▶ Written exercise: Swap "gray" for "charcoal" in the listing, from the line containing "gray seat cushion" through the end of the listing, inclusive, changing nothing else. Return only those lines.

▶ Data for the task:
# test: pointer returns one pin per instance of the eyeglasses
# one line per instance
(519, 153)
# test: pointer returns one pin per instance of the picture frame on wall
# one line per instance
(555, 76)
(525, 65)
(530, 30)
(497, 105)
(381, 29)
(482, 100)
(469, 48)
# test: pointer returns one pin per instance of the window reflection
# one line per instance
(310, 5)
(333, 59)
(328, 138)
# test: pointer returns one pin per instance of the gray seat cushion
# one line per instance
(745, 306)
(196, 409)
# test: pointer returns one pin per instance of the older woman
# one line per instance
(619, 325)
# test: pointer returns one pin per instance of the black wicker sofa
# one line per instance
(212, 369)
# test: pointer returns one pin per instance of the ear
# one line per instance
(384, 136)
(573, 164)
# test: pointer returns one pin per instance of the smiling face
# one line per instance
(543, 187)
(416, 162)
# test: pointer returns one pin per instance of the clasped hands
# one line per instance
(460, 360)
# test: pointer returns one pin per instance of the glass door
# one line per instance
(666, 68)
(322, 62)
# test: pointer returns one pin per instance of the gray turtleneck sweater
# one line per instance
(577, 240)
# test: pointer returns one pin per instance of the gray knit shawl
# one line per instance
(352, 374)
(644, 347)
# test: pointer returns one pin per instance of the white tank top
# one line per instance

▶ Complete output:
# test: pointer returns one pin per instance of the charcoal seat cushion
# one line per instance
(745, 306)
(196, 409)
# test: pointer returns one pin per instance of the older woman
# one line per instance
(619, 325)
# test: pointer returns one pin per instance of the black wicker sofa
# one line per instance
(212, 369)
# test: pointer returns one pin per instance of the ear
# one line per instance
(384, 136)
(573, 164)
# test: pointer returns one pin per instance of the smiling face
# one line per instance
(543, 187)
(416, 162)
# test: pointer returns one pin per instance of the clasped hands
# one line per instance
(460, 360)
# test: pointer returns one pin per instance of the glass door
# one line per instance
(666, 68)
(322, 62)
# test: pointer returns one pin per instance of the charcoal turtleneck sweater
# one line per instance
(577, 240)
# test: pointer returns one pin per instance of the charcoal knit shawl
# one line per instance
(352, 374)
(644, 347)
# test: pointer returns one pin per instance of the white tank top
# one line per instance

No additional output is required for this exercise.